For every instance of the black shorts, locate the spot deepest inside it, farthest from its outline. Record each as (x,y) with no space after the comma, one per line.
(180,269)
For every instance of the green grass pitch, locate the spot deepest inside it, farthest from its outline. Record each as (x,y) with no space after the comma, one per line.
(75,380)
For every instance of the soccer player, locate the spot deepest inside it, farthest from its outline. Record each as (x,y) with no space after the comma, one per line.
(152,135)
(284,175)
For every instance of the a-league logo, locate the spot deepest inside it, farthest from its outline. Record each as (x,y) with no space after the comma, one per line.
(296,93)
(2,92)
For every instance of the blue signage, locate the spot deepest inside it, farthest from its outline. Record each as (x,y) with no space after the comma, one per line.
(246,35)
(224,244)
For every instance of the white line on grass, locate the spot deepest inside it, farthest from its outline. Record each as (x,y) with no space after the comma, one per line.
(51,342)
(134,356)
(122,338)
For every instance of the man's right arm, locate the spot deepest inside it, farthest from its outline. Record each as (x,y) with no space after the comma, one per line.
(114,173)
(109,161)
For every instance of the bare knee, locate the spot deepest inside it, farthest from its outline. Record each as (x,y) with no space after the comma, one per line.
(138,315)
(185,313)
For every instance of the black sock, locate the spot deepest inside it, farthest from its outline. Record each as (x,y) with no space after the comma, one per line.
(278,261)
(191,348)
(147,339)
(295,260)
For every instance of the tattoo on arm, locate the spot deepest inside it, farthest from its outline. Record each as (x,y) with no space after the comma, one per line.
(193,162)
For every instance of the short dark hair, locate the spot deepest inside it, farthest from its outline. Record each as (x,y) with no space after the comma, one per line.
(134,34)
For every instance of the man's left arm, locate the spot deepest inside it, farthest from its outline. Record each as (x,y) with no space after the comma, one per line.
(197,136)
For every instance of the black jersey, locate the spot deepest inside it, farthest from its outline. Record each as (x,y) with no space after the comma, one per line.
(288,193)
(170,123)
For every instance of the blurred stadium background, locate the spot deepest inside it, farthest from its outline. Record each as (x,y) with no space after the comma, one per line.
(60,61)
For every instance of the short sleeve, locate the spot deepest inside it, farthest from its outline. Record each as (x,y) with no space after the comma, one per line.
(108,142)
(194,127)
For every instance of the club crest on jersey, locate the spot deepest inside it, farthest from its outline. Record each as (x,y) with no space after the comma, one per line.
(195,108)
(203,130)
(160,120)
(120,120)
_ _ _ _ _
Exercise — Reproduce without change every line of the entries above, from the one containing "For every instance of the bare" through the last.

Solved exercise —
For every instance of the bare knee, locate the spot deepest inside it, farthest from its outline. Record each as (x,y) with no space after the comma, one per line.
(138,315)
(185,313)
For every instance of the black sock, locate the spot deepest inside it, farthest from its outline. Record each as (x,y) with no space after the comma, one per line.
(278,261)
(191,348)
(147,339)
(295,260)
For every instance of the tattoo on arm, locate the spot deepest inside it, farthest from its outline. Record each as (x,y) with no space after the comma, one per line.
(193,162)
For every instance of the short dark hair, locate the spot deepest inside it, farthest from its outline. Record each as (x,y) with no space after the comma, one per line.
(134,34)
For every instance of the man's left arm, locate the spot deepest inside it, farthest from its outline. Record each as (x,y) with no space after the comma, one per line.
(197,136)
For every instance of the black jersey, locate the spot deepest inside it, farthest from its outline. Record each as (x,y) with no space after the comma, one per line.
(288,193)
(170,123)
For every instance of the blurred stadium background, locate the spot deepest inside it, farthest from its outline. Record each as (x,y) with no space after the comma, one per line.
(60,61)
For every instance of the short sleeve, locate the spot deepest inside it, farthest from its outline. Record each as (x,y) with no space after the comma, one per line.
(108,142)
(194,127)
For every instance of the club crest on jersey, locate the spot deepest inside it, farthest from its outline. Record each as (x,y) with no space after the comma, one per line.
(195,108)
(203,130)
(160,120)
(120,120)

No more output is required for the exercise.